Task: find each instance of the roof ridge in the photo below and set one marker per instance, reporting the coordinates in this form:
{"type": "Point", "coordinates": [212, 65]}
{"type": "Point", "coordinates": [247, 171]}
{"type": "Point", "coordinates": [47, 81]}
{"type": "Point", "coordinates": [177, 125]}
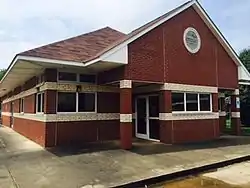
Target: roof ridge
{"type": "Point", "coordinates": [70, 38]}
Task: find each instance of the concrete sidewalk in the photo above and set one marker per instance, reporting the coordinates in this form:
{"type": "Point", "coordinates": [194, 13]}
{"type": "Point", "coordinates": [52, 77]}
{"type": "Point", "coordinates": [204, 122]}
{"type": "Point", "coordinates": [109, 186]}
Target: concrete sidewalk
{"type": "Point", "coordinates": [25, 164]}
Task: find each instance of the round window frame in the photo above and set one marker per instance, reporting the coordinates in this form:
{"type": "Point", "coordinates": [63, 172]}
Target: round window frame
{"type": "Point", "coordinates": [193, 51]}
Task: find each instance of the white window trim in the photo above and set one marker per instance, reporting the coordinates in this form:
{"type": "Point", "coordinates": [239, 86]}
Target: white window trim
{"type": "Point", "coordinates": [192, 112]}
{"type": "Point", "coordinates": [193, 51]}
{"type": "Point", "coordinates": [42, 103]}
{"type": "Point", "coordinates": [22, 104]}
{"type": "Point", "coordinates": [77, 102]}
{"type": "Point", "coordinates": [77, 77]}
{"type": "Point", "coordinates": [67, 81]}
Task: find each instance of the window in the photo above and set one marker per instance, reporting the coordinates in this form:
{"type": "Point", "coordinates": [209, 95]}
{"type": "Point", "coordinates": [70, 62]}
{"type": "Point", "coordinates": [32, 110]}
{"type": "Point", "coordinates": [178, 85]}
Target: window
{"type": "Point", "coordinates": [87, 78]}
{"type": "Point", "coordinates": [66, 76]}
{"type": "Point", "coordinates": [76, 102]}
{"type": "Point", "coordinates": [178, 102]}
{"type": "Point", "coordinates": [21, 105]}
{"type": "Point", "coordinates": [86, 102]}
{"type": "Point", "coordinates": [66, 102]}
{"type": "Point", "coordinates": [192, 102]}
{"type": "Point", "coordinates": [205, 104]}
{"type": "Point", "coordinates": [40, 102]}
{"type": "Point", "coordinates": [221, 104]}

| What you have to do |
Return the records above exactly as written. Do not include their images.

| Answer section |
Task: find each instance of the roof ridge in the photo below and set one marker per instance, reporting the coordinates in this form:
{"type": "Point", "coordinates": [212, 65]}
{"type": "Point", "coordinates": [247, 171]}
{"type": "Point", "coordinates": [47, 81]}
{"type": "Point", "coordinates": [177, 125]}
Target: roof ridge
{"type": "Point", "coordinates": [70, 38]}
Task: find each instance of the concrete sidewalk in the photo above and set one marker per instance, reporting the coordinates in this form:
{"type": "Point", "coordinates": [194, 13]}
{"type": "Point", "coordinates": [52, 77]}
{"type": "Point", "coordinates": [204, 122]}
{"type": "Point", "coordinates": [109, 186]}
Target: concrete sidewalk
{"type": "Point", "coordinates": [25, 164]}
Task: find each instance of the round window frame in the photo above and set one marker per instance, reporting the coordinates in this form:
{"type": "Point", "coordinates": [63, 172]}
Target: round window frame
{"type": "Point", "coordinates": [193, 51]}
Task: find each instance of the white window trim in the photo above and set one marker per instance, reporting the coordinates in this form:
{"type": "Point", "coordinates": [239, 86]}
Target: white window trim
{"type": "Point", "coordinates": [192, 112]}
{"type": "Point", "coordinates": [193, 51]}
{"type": "Point", "coordinates": [42, 103]}
{"type": "Point", "coordinates": [22, 104]}
{"type": "Point", "coordinates": [77, 102]}
{"type": "Point", "coordinates": [77, 77]}
{"type": "Point", "coordinates": [67, 81]}
Task: find each instance of the window in the photo above and set one marker per instance, reporting the coordinates in this form:
{"type": "Point", "coordinates": [209, 95]}
{"type": "Point", "coordinates": [70, 62]}
{"type": "Point", "coordinates": [32, 110]}
{"type": "Point", "coordinates": [178, 85]}
Target: window
{"type": "Point", "coordinates": [87, 78]}
{"type": "Point", "coordinates": [66, 76]}
{"type": "Point", "coordinates": [76, 102]}
{"type": "Point", "coordinates": [178, 102]}
{"type": "Point", "coordinates": [21, 105]}
{"type": "Point", "coordinates": [86, 102]}
{"type": "Point", "coordinates": [66, 102]}
{"type": "Point", "coordinates": [192, 102]}
{"type": "Point", "coordinates": [205, 104]}
{"type": "Point", "coordinates": [40, 102]}
{"type": "Point", "coordinates": [221, 104]}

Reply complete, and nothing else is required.